* _Exercise instructions_
Include in the output exactly the lines from the opening of the data through the line containing "Report one point per instance of the dress", and nothing more.

──────── Data for this task

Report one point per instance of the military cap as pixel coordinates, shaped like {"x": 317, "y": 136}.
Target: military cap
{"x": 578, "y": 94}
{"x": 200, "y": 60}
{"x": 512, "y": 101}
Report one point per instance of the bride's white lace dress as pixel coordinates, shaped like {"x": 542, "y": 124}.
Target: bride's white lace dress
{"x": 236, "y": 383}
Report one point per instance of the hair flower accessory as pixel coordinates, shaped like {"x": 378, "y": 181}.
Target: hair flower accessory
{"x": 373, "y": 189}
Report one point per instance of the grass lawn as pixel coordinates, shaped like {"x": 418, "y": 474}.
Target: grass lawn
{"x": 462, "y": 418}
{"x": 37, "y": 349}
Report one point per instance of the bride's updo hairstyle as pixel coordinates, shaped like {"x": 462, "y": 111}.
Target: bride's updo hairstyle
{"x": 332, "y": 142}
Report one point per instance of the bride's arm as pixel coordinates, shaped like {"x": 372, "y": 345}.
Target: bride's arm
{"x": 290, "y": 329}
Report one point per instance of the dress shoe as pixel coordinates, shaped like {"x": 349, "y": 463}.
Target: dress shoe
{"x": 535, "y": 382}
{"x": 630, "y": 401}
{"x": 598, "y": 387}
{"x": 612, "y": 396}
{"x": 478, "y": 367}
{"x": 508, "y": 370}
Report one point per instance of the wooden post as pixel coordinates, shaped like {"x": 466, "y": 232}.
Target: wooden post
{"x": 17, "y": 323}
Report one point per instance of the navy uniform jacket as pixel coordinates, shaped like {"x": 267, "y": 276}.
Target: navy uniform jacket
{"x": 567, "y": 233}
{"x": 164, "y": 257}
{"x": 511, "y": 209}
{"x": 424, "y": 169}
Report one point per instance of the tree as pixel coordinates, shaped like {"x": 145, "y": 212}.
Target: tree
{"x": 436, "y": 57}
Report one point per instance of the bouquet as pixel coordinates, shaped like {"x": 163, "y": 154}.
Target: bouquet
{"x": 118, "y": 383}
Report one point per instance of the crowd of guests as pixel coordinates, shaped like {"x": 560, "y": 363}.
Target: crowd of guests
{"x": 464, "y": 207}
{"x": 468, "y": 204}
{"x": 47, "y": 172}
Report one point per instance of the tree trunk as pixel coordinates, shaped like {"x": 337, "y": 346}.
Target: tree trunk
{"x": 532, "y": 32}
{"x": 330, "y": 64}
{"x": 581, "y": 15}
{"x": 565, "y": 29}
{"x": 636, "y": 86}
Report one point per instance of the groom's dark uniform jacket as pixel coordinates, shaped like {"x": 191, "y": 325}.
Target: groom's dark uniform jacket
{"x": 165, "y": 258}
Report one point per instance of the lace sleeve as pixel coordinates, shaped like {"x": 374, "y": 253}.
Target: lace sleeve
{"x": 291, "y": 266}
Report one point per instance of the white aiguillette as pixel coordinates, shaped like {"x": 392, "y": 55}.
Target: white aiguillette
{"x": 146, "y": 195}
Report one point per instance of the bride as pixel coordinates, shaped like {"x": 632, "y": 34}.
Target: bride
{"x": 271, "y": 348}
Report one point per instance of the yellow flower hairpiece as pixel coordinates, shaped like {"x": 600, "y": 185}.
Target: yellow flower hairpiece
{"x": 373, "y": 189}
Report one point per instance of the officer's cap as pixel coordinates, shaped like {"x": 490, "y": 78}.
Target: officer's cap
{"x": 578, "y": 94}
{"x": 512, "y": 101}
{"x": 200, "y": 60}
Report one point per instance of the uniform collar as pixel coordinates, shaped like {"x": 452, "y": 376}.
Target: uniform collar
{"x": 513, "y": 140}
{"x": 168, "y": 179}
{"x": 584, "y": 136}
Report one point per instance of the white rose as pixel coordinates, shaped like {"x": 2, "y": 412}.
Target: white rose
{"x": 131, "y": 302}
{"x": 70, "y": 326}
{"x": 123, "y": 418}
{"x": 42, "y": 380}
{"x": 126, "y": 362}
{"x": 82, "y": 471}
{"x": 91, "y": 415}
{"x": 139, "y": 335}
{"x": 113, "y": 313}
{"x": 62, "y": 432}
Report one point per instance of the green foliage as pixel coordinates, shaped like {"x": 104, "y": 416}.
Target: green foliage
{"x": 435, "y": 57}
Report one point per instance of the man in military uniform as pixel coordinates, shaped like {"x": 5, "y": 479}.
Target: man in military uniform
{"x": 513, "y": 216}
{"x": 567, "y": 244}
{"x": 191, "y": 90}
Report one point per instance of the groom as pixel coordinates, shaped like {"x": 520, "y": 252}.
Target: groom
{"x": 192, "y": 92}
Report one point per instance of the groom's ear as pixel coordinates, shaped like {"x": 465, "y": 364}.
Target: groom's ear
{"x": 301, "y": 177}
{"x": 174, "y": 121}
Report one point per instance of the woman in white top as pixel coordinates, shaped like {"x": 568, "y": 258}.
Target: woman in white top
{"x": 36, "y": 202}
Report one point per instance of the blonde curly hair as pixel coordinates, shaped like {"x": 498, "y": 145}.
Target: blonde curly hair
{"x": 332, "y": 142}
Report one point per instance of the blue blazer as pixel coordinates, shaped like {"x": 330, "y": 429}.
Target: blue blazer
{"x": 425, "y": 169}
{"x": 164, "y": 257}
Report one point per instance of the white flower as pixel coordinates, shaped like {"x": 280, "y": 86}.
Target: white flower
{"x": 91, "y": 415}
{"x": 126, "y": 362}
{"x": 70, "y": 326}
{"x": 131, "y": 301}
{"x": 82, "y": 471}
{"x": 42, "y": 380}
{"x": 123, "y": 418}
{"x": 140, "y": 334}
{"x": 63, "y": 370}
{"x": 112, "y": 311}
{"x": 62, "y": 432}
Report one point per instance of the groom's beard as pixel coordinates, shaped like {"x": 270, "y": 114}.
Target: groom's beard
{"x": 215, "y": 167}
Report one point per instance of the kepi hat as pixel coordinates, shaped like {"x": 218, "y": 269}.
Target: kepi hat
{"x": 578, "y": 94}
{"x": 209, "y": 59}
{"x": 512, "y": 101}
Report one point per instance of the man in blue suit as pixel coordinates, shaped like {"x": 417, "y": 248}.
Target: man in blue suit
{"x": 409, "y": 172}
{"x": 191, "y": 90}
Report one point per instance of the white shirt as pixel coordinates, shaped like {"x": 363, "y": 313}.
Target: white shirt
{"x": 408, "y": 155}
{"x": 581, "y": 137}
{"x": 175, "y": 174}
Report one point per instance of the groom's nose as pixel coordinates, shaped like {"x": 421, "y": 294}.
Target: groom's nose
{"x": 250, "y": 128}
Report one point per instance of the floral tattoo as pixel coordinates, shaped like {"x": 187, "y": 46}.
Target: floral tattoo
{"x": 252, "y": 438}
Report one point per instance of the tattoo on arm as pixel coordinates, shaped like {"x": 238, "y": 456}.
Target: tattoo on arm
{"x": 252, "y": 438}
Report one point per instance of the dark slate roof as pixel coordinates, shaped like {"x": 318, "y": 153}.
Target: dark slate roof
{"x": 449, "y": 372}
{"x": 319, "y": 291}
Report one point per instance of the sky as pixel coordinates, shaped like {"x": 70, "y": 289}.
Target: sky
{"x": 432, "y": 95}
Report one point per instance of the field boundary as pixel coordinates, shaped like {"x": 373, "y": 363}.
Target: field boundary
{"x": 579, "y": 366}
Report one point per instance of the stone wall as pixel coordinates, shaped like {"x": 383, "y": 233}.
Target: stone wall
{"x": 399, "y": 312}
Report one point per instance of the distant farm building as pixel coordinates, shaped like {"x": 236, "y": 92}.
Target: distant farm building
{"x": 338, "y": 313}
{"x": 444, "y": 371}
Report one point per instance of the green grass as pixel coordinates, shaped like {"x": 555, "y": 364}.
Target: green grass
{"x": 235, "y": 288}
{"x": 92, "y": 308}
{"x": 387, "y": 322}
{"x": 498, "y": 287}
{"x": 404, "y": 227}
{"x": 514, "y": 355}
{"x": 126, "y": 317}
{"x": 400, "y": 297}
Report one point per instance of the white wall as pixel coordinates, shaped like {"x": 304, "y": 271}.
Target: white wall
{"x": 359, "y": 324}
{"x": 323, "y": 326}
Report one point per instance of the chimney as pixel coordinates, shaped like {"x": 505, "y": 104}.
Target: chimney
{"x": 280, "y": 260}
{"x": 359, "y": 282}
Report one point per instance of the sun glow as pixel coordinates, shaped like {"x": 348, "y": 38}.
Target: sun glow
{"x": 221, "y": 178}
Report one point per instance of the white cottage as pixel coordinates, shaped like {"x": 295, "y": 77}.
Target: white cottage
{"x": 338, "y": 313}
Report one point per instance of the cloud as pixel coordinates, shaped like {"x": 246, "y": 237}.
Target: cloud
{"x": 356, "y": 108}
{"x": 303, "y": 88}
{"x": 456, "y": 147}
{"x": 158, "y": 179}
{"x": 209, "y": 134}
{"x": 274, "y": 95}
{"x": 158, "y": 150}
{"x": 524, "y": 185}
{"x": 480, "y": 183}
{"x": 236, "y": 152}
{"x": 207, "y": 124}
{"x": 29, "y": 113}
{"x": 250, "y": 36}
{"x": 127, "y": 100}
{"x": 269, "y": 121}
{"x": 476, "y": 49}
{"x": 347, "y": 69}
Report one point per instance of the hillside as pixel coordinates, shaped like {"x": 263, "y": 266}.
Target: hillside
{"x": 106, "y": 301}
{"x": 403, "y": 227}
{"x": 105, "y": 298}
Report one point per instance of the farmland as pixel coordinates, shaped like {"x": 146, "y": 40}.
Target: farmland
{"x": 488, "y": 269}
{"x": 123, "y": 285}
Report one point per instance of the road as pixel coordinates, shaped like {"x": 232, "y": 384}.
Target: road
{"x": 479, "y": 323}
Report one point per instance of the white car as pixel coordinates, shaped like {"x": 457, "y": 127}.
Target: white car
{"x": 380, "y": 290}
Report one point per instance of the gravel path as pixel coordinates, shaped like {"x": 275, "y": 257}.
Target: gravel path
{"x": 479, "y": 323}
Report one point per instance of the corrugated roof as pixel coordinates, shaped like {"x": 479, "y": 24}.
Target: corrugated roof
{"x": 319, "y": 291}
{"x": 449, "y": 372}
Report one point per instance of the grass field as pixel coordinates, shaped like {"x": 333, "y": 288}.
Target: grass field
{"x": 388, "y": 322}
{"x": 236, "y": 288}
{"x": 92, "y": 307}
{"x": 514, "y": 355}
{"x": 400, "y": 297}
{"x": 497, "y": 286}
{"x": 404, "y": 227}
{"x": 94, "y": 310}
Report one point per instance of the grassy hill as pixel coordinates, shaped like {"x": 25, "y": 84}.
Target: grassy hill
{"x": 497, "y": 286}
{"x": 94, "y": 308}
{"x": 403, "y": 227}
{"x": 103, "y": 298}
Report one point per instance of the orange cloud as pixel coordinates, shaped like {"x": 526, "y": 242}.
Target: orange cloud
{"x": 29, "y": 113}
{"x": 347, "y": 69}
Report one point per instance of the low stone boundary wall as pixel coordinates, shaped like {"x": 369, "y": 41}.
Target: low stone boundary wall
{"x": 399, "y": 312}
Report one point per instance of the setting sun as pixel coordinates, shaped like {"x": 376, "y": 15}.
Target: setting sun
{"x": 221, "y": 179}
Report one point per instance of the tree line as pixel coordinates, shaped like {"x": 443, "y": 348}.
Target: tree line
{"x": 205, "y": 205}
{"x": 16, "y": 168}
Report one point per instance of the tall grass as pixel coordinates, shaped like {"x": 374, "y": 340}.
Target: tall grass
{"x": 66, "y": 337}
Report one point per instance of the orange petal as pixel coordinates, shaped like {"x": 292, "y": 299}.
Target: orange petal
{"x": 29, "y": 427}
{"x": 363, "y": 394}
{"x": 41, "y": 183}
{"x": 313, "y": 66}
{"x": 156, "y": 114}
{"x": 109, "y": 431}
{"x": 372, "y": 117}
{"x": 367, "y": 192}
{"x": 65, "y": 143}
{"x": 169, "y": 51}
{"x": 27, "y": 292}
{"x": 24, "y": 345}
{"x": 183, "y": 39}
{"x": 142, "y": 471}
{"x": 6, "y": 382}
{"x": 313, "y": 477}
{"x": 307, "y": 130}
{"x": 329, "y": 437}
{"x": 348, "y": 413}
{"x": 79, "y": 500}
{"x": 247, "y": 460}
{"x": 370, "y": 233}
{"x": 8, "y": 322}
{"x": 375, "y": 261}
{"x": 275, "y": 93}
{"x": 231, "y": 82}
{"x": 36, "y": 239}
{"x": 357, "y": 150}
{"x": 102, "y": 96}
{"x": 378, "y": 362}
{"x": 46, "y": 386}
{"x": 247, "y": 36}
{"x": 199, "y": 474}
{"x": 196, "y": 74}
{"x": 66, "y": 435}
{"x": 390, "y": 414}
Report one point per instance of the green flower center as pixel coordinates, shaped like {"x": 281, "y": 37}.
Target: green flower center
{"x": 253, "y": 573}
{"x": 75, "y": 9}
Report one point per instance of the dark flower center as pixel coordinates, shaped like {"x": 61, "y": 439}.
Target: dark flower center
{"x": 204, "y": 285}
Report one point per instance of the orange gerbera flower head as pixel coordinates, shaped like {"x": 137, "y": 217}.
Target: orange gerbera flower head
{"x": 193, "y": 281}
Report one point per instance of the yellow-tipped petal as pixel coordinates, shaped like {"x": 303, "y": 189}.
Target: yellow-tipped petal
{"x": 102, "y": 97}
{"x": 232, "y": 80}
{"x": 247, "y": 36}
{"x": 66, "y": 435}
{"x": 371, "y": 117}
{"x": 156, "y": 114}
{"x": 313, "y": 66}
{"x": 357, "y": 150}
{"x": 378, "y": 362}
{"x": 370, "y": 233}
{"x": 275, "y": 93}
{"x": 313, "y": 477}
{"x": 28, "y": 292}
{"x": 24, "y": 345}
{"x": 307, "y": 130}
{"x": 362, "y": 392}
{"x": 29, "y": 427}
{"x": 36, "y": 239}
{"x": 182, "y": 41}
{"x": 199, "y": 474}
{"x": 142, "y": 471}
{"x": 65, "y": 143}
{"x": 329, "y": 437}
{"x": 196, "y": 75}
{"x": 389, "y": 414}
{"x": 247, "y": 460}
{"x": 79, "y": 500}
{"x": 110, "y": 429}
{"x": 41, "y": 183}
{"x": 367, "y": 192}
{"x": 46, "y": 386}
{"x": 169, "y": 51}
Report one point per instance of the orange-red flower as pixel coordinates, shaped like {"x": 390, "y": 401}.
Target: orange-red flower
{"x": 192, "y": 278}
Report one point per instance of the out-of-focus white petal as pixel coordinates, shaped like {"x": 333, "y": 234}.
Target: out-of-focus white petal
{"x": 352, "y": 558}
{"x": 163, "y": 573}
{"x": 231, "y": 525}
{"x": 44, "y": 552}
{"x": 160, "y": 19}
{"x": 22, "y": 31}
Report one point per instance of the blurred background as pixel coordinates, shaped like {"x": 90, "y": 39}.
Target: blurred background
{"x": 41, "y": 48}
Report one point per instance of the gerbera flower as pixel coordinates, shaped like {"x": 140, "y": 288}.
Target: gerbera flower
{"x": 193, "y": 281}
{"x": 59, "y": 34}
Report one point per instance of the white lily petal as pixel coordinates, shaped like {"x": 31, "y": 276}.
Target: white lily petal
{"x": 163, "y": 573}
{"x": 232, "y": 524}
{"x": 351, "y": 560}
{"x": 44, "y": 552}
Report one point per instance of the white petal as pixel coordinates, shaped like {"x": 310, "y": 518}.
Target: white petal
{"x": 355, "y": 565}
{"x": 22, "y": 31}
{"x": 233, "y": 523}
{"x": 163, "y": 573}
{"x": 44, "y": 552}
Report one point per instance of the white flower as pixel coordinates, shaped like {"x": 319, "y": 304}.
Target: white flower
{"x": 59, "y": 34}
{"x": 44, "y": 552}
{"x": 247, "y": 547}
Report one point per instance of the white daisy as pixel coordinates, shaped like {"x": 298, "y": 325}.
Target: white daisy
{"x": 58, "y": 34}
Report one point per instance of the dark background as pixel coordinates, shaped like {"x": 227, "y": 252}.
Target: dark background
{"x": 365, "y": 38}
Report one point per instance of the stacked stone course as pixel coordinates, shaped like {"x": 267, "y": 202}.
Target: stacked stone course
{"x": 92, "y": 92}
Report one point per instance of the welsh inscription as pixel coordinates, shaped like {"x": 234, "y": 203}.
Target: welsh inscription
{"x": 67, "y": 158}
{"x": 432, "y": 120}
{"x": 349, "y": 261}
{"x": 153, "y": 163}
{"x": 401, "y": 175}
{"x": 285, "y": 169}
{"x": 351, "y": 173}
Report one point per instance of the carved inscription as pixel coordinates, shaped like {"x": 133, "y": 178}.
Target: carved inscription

────────────────

* _Reply to the task_
Report one point per instance of the military cap as pixel coordinates, shaped like {"x": 317, "y": 136}.
Target: military cap
{"x": 578, "y": 94}
{"x": 200, "y": 60}
{"x": 512, "y": 101}
Report one point per instance of the bride's white lace dress as pixel coordinates, shaped like {"x": 542, "y": 124}.
Target: bride's white lace dress
{"x": 236, "y": 383}
Report one point per instance of the hair flower accessory as pixel coordinates, shaped like {"x": 378, "y": 181}.
Target: hair flower accessory
{"x": 373, "y": 189}
Report one point per instance of the grass lawn as pixel coordinates, shaped like {"x": 418, "y": 474}.
Target: grass lawn
{"x": 462, "y": 418}
{"x": 37, "y": 349}
Report one point per instance of the bride's updo hairstyle as pixel coordinates, shaped like {"x": 462, "y": 111}.
Target: bride's updo hairstyle
{"x": 332, "y": 142}
Report one point per instance of the bride's arm as pixel coordinates, shaped like {"x": 372, "y": 345}.
Target: bride's arm
{"x": 290, "y": 329}
Report one point per instance of the dress shoe as pixel coordinates, shaped like {"x": 349, "y": 463}.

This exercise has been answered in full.